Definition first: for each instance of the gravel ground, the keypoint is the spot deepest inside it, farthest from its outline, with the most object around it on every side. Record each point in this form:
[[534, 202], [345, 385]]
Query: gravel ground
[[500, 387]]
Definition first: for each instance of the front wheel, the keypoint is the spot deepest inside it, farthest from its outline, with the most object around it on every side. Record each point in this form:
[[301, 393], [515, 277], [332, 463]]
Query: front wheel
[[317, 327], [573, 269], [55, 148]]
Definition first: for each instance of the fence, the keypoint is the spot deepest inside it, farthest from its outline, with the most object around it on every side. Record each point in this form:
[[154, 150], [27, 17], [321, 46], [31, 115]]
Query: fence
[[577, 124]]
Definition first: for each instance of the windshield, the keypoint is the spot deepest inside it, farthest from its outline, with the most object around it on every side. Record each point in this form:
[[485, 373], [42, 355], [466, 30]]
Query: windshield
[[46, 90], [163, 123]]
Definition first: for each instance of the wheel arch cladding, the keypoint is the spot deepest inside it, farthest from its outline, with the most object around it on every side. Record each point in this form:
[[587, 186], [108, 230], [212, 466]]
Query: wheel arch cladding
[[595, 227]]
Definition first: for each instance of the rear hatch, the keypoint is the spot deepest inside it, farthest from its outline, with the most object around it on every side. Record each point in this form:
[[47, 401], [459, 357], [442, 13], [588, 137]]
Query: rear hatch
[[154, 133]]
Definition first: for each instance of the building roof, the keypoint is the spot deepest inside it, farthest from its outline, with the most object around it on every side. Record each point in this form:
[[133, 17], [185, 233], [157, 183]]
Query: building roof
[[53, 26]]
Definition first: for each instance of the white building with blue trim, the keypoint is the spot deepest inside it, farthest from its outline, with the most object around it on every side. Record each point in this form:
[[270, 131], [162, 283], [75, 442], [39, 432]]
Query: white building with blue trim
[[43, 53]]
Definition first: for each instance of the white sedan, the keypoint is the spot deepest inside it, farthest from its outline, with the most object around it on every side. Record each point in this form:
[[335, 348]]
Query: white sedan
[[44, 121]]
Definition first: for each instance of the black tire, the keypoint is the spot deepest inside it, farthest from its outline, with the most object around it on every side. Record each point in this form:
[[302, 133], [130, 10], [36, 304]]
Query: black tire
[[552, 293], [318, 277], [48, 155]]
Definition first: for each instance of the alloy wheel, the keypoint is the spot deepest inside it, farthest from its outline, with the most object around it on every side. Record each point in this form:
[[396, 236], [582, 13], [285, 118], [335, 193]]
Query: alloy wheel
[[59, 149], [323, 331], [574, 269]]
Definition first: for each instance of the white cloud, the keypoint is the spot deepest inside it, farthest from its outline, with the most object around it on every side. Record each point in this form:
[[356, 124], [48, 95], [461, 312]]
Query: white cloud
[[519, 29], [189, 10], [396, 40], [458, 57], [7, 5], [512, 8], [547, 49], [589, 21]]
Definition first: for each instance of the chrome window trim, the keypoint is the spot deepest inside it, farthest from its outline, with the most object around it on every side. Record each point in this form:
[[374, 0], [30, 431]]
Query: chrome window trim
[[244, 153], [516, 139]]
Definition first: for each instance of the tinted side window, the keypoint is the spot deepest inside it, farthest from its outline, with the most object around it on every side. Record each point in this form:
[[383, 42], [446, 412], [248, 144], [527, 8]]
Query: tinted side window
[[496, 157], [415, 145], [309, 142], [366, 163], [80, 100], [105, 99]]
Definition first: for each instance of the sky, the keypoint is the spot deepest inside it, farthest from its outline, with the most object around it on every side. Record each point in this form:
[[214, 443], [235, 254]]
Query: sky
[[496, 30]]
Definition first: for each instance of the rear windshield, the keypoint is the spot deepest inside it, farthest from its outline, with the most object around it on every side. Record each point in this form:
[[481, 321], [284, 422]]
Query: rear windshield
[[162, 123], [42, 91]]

##############################

* What you need to do *
Take the line above containing "[[47, 401], [459, 357], [442, 13], [588, 137]]", the line containing "[[270, 131], [162, 283], [75, 442], [39, 432]]", and all lines in between, and copy them exactly without anything else.

* Your solution *
[[47, 401], [459, 357], [442, 13], [588, 137]]
Query: rear hatch
[[154, 133]]
Definition first: for each instance of the building roof, the keypoint is the spot deepest inside it, farthest from its outline, with the most object around it on every side. Record each point in this form:
[[133, 17], [185, 233], [157, 183]]
Query: building roof
[[53, 26]]
Definition first: for each instance of the white building with blue trim, the keypoint is the spot deepest inside it, farthest from its outline, with the most object around it on every side. Record each point in this form:
[[270, 131], [162, 283], [75, 442], [39, 432]]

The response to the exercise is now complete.